Task to carry out –
Print the listing that follows, character for character.

Given records –
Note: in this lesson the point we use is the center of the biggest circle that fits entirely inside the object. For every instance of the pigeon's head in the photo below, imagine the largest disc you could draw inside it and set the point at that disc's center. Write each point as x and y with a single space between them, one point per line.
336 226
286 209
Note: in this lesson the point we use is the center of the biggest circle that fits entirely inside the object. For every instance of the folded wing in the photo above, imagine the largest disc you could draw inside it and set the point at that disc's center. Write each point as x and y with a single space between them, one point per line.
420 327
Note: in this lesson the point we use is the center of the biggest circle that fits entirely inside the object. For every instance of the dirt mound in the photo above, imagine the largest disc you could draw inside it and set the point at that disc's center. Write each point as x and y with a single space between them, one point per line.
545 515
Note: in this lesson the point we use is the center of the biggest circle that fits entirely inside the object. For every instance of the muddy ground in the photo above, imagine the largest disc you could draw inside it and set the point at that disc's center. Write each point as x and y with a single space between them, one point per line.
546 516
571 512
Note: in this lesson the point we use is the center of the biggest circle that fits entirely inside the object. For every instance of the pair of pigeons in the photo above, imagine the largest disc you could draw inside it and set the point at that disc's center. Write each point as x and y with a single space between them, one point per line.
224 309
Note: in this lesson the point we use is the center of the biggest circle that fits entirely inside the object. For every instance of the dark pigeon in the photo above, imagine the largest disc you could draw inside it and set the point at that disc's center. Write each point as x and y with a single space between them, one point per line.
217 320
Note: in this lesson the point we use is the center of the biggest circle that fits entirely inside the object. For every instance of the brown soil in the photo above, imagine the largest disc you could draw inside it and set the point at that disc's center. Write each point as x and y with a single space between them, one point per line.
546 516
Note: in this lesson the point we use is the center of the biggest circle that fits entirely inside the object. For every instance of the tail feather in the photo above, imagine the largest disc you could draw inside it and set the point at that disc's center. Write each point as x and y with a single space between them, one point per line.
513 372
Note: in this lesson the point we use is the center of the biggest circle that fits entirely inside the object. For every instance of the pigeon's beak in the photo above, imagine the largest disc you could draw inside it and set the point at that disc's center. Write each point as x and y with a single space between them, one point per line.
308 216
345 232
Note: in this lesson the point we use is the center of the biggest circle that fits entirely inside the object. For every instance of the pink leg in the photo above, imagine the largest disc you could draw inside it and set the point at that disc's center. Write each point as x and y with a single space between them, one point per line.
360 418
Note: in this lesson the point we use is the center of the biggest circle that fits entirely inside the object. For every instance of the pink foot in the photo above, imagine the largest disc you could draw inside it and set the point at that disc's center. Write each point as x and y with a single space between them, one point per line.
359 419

Output below –
Note: in this lesson the point we use is the center of the biggest circle that fits entirely inside the object. For every instance of the pigeon's head in the photo below, imagine the largest disc you could draw inside it and set the point at that disc's center. Write each point as x and y with a single space between them, one point per line.
336 226
286 209
Note: in this lesson the point we use is the center of the biggest circle that fits entirely inside the object. For every instance of the folded wing in the photo above, imagine the largest disc you could draw inside it and set the point at that disc's center. Write each point as x and y with a single space between them, one point per line.
420 327
Note: in this lesson the point we use is the center of the biggest circle that fits entirely inside the object. For every instance of the dirt mound in the photo above, imagine the largest disc you could draw inside it and set the point at that disc's center. Write each point as x and y with a single space between them, one point per line.
545 515
Note: in this lesson the point we use is the center of the biggest circle that fits entirely inside the object. For every instance of the muddy ground in the photo above, imagine the largest disc you could draw inside it and set the point at that disc's center. Write each point as x and y with a single space between them, one point per line.
546 516
571 512
Note: in this lesson the point we use is the center of the biggest circle that fits entirely inside the object. For every instance of the pair of pigeons in the photo above, imagine the largest disc you could draw inside it and set the point at that disc's center. Write each point as x and y with a single space between them, one point per line.
224 309
Note: in this lesson the point we use is the center of the biggest circle that fits entirely inside the object. For every instance of the dark pigeon in the photo above, imagine the largest disc you could draw inside it and set the point at that disc's center. Write each point as x and y with a single space between them, one point per line.
217 320
Note: in this lesson the point we use is the center of the biggest circle that fits entirely inside the object. For every instance of the brown soil in the photo above, imagine the largest disc you could draw inside it and set the point at that disc's center. Write each point as x and y with a single space between them, one point per line.
546 516
Note: in this lesson the point we use is the center of the biggest circle that fits entirely inside the object. For every instance of the tail feather in the photo above, imagine the largest disc you could draw inside it and set the point at that disc's center. Write each point as x and y with a single space between them, one point per line.
513 372
Note: in this lesson the point we use is the center of the biggest circle that fits entirely inside the object. For every instance of the pigeon's beak in the photo above, imagine the largest disc you could draw inside it and set the point at that disc's center. Write each point as x and y with a single space between them, one point per line.
308 216
345 232
Note: in this lesson the point we use is the center of the biggest circle that fits entirely inside the object. For every instance of the pink leg in the photo above, imagine the largest disc you could draw inside it and set the point at that disc's center. Write each point as x and y with a single space between them, one point per line.
360 418
Note: in this lesson the point we use is the center of the biggest circle that fits entirely inside the object. For every instance of the pink foot in the photo above, imagine the largest disc you could draw inside it and set the point at that disc's center. Write each point as x and y with a single space between them, one point per line.
359 419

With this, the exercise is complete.